**Problem statement:**
Starting from the first line of the records and going through the line with "188,150 -> 217,169", rename "detectObjects" to "findObjects" and change nothing else. Give back only those lines.

:: Data entries

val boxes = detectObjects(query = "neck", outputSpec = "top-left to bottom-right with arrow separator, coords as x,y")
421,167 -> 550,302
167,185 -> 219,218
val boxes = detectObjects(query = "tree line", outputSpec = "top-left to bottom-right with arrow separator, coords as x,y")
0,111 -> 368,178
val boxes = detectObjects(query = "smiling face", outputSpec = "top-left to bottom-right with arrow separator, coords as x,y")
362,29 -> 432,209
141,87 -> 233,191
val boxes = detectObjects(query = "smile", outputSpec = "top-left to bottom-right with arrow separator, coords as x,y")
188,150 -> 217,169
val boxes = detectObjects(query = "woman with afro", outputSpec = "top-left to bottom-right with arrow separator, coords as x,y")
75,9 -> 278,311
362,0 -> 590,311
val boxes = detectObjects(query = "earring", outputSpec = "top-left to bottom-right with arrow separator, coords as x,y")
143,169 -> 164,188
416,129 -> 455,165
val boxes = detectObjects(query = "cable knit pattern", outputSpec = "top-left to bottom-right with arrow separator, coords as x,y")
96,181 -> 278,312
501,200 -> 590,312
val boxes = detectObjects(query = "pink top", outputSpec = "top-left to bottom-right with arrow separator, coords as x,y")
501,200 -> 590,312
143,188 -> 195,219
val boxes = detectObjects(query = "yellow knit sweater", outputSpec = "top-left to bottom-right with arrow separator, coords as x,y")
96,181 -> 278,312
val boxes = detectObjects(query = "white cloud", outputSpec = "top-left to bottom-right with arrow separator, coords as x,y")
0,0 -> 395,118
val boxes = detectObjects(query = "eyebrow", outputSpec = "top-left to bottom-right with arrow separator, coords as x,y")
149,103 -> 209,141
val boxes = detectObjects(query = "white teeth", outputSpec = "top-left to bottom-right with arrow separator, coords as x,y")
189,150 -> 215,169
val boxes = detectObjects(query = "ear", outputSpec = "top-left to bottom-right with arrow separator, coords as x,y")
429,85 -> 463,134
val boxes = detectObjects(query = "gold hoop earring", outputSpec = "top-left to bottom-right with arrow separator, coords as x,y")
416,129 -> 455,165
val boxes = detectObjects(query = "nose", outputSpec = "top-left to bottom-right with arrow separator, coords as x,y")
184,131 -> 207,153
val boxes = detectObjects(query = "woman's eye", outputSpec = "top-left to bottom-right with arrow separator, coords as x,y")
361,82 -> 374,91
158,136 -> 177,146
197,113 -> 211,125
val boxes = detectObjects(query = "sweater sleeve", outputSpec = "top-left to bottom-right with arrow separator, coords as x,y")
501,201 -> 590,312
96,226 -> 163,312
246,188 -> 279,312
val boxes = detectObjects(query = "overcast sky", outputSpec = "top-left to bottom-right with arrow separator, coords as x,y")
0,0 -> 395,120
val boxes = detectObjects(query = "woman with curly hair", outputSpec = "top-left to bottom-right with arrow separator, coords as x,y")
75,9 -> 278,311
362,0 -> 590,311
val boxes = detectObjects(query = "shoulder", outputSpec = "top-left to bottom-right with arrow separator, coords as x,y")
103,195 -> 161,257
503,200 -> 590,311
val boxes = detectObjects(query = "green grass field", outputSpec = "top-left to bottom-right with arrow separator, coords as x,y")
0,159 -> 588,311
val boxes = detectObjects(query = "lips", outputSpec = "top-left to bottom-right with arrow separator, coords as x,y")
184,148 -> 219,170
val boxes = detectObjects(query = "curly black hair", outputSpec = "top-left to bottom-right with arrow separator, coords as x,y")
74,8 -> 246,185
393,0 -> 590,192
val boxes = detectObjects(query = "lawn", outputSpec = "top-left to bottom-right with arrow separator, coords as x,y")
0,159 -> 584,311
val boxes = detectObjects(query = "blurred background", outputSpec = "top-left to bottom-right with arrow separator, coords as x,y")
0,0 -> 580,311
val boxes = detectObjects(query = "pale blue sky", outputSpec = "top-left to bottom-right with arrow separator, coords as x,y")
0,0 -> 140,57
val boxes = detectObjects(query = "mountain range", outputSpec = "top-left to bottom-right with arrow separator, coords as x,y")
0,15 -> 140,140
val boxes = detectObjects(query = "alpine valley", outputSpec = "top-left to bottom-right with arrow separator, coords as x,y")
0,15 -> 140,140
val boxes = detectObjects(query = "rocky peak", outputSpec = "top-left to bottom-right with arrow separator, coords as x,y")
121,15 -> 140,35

::::

**Correct result:**
val boxes = findObjects(query = "neck", outputSpec = "top-left to bottom-right with arrow separator, coords as x,y")
421,167 -> 550,302
167,185 -> 219,218
val boxes = findObjects(query = "tree line", outputSpec = "top-left to bottom-right with arrow separator, coords as x,y")
0,111 -> 368,178
val boxes = findObjects(query = "smiling face", outputSpec = "top-left to bottom-right with arrow separator, coords as x,y")
362,29 -> 432,209
141,87 -> 233,191
val boxes = findObjects(query = "smile", outputSpec = "top-left to bottom-right with arrow separator, coords as x,y")
188,150 -> 217,169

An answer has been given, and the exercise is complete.